>> START Record excerpts

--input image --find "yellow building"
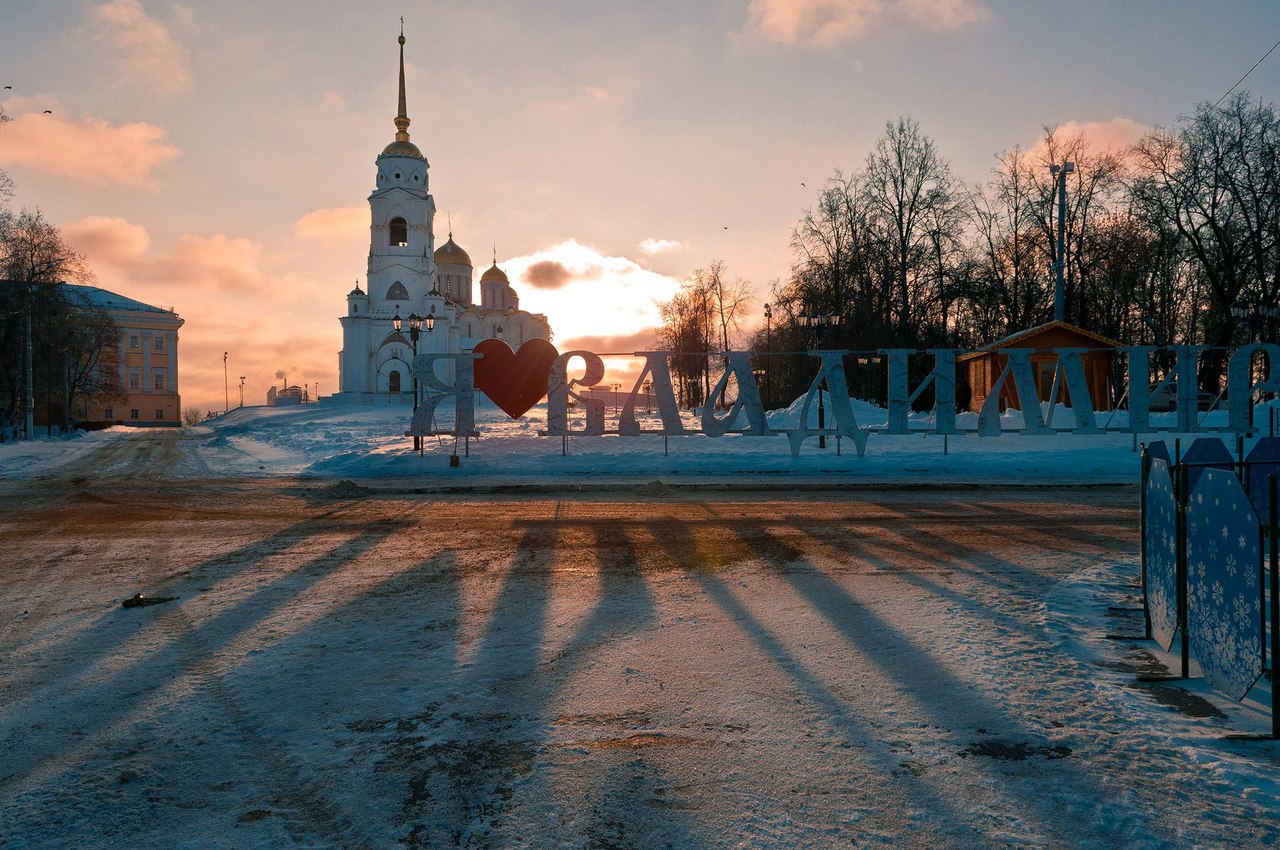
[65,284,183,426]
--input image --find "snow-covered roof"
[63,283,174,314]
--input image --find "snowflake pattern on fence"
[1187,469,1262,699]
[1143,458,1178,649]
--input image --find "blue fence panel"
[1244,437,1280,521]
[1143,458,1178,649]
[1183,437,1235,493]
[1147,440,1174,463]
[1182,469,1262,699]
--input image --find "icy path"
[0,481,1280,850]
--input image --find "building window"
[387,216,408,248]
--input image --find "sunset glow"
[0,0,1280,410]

>> END Record excerpts
>> START Record excerpts

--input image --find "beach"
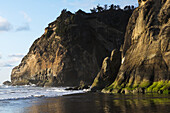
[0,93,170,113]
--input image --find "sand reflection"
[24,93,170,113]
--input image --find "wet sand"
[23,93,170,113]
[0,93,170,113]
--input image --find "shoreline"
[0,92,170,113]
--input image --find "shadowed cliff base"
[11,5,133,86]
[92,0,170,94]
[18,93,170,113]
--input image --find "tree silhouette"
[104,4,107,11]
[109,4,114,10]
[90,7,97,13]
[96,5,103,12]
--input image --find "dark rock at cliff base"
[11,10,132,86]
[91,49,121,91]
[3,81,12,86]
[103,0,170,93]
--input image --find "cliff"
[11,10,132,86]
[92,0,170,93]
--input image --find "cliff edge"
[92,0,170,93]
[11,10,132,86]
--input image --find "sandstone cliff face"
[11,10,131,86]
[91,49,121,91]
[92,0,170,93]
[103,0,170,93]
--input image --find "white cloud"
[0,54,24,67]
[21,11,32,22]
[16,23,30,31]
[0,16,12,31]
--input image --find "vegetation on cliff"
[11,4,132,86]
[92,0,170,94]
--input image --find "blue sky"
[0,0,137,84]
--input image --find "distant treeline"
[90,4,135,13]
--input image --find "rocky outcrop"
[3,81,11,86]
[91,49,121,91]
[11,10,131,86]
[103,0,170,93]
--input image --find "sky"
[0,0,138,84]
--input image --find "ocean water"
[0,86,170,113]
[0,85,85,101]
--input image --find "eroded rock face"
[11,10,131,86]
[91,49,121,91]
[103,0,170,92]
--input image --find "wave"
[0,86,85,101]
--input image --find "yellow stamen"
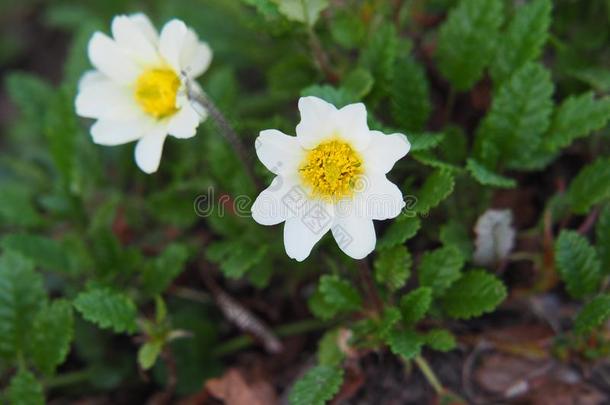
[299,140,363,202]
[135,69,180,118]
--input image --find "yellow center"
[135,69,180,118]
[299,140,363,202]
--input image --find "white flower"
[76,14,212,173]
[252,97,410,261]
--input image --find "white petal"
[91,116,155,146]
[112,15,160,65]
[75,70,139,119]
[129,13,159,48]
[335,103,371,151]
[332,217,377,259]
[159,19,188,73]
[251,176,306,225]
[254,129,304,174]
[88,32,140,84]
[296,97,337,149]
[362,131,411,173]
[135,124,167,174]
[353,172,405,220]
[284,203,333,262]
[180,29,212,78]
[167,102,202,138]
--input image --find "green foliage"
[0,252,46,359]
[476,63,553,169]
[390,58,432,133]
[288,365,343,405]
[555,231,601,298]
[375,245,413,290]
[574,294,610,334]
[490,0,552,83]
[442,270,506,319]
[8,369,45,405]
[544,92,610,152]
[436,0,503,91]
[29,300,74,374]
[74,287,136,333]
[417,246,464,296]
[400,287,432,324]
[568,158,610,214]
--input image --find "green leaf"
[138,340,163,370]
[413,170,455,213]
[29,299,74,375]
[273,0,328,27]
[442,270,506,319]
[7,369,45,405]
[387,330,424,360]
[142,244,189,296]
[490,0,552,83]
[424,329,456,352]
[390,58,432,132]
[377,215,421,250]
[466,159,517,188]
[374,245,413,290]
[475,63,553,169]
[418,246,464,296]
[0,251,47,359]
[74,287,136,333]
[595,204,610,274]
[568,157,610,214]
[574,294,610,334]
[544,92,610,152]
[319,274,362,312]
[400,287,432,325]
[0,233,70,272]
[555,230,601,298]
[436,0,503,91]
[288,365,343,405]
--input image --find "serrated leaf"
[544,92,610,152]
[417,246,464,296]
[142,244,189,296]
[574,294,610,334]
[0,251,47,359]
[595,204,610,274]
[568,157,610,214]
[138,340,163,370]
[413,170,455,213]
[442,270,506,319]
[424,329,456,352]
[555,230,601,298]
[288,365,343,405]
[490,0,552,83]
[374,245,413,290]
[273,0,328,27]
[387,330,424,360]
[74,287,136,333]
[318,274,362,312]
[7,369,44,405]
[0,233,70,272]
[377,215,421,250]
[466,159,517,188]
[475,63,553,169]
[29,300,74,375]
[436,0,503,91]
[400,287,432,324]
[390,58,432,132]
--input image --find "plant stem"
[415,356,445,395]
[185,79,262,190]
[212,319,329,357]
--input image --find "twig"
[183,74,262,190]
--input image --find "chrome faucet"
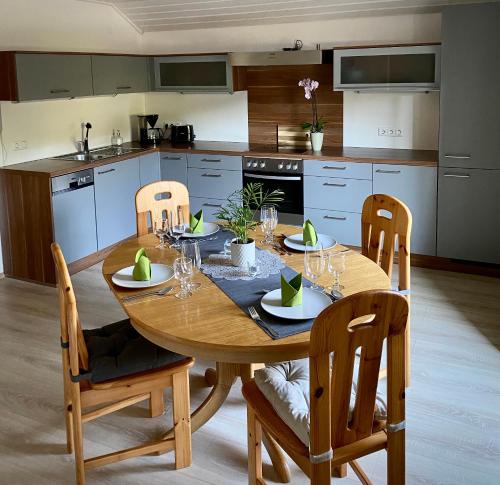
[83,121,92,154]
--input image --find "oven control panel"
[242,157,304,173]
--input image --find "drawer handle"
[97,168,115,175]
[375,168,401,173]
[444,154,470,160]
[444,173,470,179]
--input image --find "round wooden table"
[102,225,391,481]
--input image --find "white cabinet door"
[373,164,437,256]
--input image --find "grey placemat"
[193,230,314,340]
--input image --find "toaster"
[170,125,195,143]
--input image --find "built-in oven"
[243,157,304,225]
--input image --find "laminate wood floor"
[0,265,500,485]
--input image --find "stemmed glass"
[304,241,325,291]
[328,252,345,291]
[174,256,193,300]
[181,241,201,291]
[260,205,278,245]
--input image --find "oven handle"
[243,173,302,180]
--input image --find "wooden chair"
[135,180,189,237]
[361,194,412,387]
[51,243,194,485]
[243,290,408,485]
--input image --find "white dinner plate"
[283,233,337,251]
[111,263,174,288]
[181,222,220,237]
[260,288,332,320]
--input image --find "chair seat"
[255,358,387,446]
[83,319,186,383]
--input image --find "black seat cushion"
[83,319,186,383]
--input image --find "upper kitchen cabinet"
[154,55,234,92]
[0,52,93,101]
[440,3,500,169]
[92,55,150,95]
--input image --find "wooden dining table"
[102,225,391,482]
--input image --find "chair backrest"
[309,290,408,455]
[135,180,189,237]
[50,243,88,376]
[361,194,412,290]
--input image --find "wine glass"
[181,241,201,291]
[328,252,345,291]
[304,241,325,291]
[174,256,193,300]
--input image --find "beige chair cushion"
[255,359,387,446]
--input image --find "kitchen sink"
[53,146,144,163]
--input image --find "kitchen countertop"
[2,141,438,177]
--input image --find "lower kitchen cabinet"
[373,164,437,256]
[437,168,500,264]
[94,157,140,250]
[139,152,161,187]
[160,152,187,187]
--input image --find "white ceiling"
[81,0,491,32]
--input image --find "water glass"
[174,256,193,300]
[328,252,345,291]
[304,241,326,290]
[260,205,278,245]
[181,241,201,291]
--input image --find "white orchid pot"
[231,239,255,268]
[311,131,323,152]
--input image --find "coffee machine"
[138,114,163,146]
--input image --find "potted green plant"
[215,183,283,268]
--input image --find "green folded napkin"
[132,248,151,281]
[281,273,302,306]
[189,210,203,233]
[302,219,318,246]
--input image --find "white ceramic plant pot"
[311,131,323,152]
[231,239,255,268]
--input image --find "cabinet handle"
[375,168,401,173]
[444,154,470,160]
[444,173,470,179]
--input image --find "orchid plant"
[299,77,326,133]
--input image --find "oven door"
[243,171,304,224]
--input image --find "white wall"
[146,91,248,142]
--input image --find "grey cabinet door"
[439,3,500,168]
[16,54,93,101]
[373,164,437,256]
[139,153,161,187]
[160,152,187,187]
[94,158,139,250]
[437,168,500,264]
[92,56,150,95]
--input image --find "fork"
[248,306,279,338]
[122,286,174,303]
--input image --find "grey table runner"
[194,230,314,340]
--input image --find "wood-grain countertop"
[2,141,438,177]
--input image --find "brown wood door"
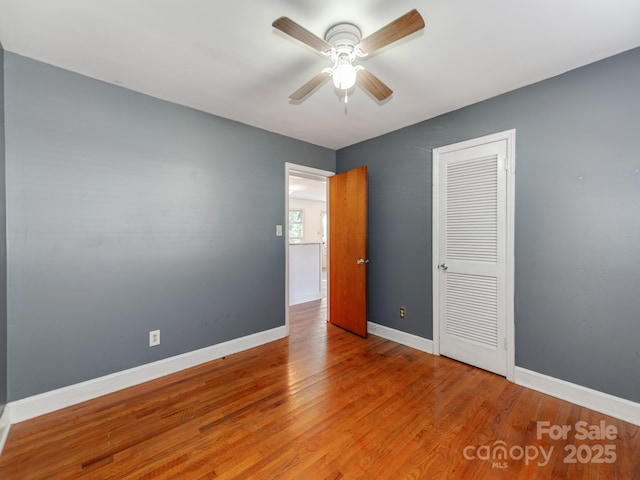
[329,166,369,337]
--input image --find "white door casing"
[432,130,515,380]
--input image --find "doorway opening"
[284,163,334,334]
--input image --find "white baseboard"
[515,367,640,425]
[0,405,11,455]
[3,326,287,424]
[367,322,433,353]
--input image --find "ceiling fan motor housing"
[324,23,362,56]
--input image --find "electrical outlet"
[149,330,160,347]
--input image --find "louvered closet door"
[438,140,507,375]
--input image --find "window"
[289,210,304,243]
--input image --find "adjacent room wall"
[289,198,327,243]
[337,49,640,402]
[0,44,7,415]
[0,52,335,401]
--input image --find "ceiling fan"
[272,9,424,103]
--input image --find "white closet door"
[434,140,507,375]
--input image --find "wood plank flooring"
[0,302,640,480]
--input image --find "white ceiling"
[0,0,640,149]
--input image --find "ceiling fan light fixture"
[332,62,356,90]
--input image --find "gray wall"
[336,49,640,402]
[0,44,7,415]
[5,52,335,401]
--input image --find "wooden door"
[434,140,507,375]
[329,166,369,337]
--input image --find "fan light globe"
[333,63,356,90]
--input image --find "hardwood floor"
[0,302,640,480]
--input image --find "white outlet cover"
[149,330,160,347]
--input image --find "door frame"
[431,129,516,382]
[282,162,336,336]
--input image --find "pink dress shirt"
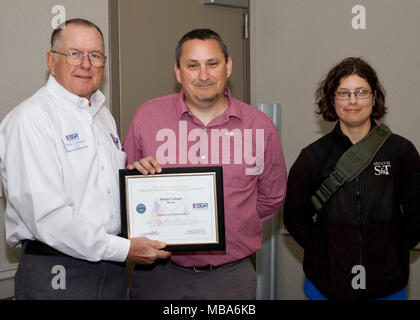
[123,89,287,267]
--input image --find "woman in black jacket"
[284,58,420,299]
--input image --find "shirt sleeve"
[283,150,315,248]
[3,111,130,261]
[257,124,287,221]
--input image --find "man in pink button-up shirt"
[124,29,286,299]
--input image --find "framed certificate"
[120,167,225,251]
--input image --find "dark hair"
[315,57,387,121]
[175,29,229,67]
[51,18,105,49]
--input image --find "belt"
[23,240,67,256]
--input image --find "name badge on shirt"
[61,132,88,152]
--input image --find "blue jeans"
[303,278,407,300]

>> END Record excerpts

● What to work on:
Extract each line of the records above that contains the word "table", treating uppercase and lowercase letters as distinct.

● Solved exercise:
--input image --find "round wooden table"
--input image --find "wooden dining table"
--input image --find "grey table runner"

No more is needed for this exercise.